DIRECTIONS FOR THIS TASK: Select every line of the data that contains the word "hand", and copy those lines. Matching is case-sensitive.

LISTED ENTRIES:
[start]
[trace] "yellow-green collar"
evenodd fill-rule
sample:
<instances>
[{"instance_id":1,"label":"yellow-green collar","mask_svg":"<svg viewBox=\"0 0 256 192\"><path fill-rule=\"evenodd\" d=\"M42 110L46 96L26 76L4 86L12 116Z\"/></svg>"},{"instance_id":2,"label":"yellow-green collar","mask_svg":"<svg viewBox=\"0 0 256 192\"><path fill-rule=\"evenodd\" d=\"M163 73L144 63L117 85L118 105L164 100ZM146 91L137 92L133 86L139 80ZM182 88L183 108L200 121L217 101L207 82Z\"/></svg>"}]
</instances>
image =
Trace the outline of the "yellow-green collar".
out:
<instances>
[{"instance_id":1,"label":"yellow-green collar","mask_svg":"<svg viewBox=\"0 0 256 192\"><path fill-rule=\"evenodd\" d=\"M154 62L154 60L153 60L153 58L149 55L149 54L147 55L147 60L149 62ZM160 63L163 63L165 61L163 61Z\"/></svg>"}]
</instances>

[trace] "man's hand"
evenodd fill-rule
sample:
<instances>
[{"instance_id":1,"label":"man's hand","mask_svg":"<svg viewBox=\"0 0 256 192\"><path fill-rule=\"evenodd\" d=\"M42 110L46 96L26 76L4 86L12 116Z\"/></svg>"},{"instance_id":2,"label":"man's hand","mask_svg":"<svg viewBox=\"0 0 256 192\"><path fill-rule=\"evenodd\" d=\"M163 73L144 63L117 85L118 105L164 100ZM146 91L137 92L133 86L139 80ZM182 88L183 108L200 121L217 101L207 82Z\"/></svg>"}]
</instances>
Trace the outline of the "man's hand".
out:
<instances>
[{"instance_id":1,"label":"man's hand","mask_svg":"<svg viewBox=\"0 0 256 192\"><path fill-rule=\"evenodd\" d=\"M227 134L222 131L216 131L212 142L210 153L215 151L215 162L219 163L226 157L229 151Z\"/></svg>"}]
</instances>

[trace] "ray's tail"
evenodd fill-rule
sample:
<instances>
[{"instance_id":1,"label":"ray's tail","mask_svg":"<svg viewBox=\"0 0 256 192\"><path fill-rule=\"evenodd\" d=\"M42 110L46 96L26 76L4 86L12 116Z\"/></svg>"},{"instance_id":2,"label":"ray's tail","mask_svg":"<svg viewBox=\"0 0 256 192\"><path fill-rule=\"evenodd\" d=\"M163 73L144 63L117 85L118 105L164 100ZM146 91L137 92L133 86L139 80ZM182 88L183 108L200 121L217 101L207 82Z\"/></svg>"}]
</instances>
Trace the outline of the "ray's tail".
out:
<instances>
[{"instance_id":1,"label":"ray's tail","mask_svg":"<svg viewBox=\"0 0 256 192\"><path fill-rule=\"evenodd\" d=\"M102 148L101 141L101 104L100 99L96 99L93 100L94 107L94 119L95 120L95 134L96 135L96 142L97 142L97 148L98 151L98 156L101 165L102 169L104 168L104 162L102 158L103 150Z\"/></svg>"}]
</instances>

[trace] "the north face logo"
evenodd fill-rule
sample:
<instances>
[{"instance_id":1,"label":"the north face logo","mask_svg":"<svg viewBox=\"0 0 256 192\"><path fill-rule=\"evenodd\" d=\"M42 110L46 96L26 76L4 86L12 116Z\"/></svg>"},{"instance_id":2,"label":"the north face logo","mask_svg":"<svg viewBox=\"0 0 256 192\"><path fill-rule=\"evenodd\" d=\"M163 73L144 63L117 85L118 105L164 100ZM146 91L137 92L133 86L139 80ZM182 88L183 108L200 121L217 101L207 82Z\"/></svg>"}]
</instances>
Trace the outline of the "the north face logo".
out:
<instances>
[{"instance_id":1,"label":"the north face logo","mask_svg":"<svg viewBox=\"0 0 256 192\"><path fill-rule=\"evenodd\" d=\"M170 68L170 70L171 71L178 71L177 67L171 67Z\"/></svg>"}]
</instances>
[end]
RIGHT ANSWER:
[trace] "man's hand"
[{"instance_id":1,"label":"man's hand","mask_svg":"<svg viewBox=\"0 0 256 192\"><path fill-rule=\"evenodd\" d=\"M42 110L46 96L26 76L4 86L12 116Z\"/></svg>"},{"instance_id":2,"label":"man's hand","mask_svg":"<svg viewBox=\"0 0 256 192\"><path fill-rule=\"evenodd\" d=\"M163 73L144 63L117 85L118 105L164 100ZM146 91L137 92L133 86L139 80ZM182 88L183 108L200 121L217 101L207 82Z\"/></svg>"}]
Trace the outline of the "man's hand".
[{"instance_id":1,"label":"man's hand","mask_svg":"<svg viewBox=\"0 0 256 192\"><path fill-rule=\"evenodd\" d=\"M227 134L222 131L216 131L212 142L210 153L215 151L215 162L219 163L226 157L229 151Z\"/></svg>"}]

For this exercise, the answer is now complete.